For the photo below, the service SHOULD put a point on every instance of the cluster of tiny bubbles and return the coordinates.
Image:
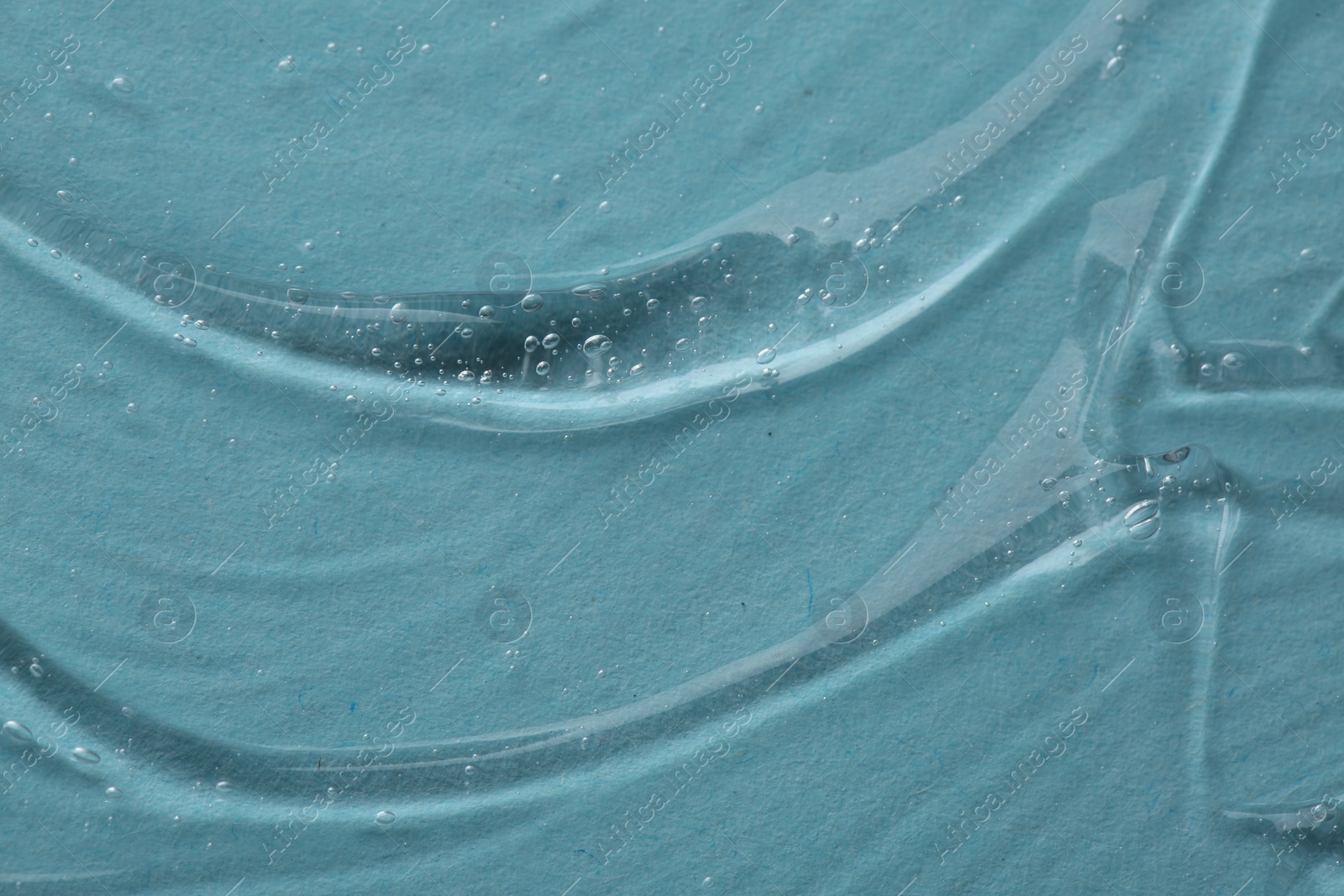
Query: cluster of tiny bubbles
(85, 755)
(595, 345)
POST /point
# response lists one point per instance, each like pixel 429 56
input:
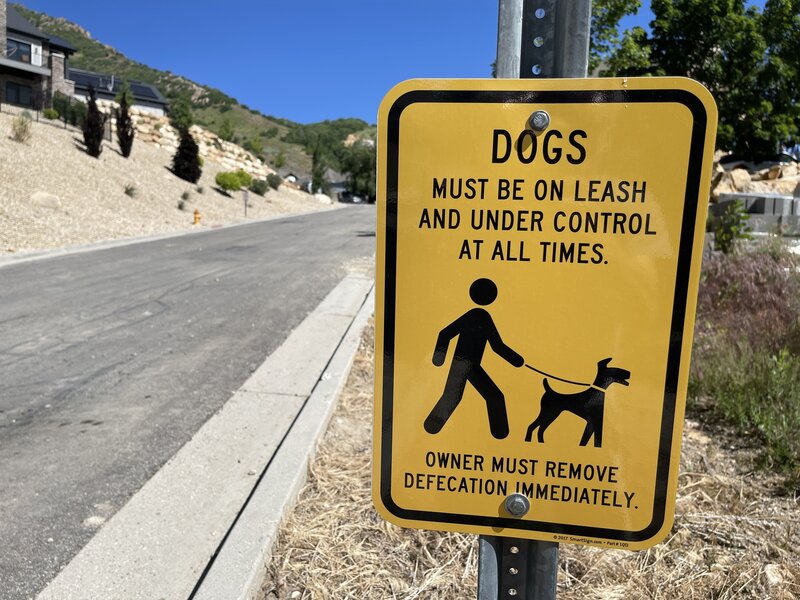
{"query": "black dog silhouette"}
pixel 587 404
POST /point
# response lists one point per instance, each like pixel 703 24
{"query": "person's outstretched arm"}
pixel 443 341
pixel 497 344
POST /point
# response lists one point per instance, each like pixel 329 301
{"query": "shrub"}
pixel 186 162
pixel 255 146
pixel 125 129
pixel 21 128
pixel 94 126
pixel 259 186
pixel 226 130
pixel 244 178
pixel 746 357
pixel 76 114
pixel 228 181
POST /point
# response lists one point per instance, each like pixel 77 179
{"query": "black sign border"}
pixel 691 199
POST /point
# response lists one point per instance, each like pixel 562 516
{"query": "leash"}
pixel 558 378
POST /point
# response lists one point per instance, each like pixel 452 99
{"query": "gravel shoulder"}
pixel 52 194
pixel 736 532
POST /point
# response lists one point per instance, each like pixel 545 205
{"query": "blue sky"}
pixel 305 60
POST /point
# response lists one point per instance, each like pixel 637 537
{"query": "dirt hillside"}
pixel 52 194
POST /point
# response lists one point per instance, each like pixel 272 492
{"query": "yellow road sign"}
pixel 535 303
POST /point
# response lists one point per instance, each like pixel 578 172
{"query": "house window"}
pixel 19 94
pixel 18 51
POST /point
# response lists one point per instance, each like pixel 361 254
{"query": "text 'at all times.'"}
pixel 485 208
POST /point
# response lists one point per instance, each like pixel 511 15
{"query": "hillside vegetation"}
pixel 277 140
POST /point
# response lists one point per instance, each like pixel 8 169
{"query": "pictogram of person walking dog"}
pixel 475 329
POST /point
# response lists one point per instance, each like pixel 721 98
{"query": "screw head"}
pixel 517 505
pixel 539 120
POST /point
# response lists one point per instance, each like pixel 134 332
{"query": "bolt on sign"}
pixel 539 250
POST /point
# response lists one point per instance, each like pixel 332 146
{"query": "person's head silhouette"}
pixel 483 291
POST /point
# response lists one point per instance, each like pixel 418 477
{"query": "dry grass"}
pixel 734 535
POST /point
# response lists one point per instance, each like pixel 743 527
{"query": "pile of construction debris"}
pixel 739 176
pixel 768 192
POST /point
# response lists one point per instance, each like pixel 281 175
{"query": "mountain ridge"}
pixel 284 144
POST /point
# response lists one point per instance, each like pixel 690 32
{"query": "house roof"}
pixel 15 22
pixel 108 86
pixel 61 43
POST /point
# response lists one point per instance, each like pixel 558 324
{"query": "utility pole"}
pixel 535 39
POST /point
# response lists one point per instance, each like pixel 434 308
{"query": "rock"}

§ Task directions: In the listing above, find the line containing "# response lists one point per instance, each like pixel 329" and the line containing "# response lists one point per instance, each like pixel 743". Output them and every line between, exactly, and nothing else.

§ Worked solution:
# response lists one point per instance, each like pixel 329 301
{"query": "shrub"}
pixel 186 162
pixel 255 146
pixel 125 129
pixel 21 128
pixel 94 126
pixel 259 186
pixel 226 130
pixel 244 178
pixel 746 357
pixel 76 114
pixel 228 181
POST /point
# response lists one point per instance, each like pixel 77 179
{"query": "black sign border"}
pixel 691 199
POST /point
# response lists one point per instance, each like pixel 562 516
{"query": "leash"}
pixel 558 378
POST /point
# response lists one point per instance, each like pixel 452 99
{"query": "gravel shoulder"}
pixel 52 194
pixel 736 532
POST /point
# response lists one point per instance, each like pixel 545 205
{"query": "blue sky"}
pixel 305 60
POST /point
# response lists one point per instance, each like pixel 637 537
{"query": "dirt hillside"}
pixel 52 194
POST /point
# response lists one point per instance, each like pixel 272 492
{"query": "yellow road sign"}
pixel 535 303
POST /point
# response lists one point per instance, each like pixel 578 172
{"query": "house window"}
pixel 19 94
pixel 18 51
POST /point
# response lists one point per instance, each like pixel 361 254
{"query": "text 'at all times.'"}
pixel 485 208
POST /point
# response lists one point per instance, each like pixel 511 15
{"query": "hillside vegetation"}
pixel 277 140
POST /point
# response lists one point per instance, each like pixel 8 169
{"query": "pictogram of person walking dog"}
pixel 475 329
POST /point
# response lists one point per instance, each like pixel 721 98
{"query": "screw head"}
pixel 517 505
pixel 539 120
POST /point
# response lists one point per instance, each like pixel 134 332
{"query": "bolt on sign"}
pixel 539 250
POST /point
# response lists one point per instance, each like pixel 332 146
{"query": "person's head silhouette"}
pixel 483 291
POST /point
# response lists one point per instance, each like pixel 418 477
{"query": "dry grass"}
pixel 734 535
POST /point
# response lists one point per instance, each like pixel 743 527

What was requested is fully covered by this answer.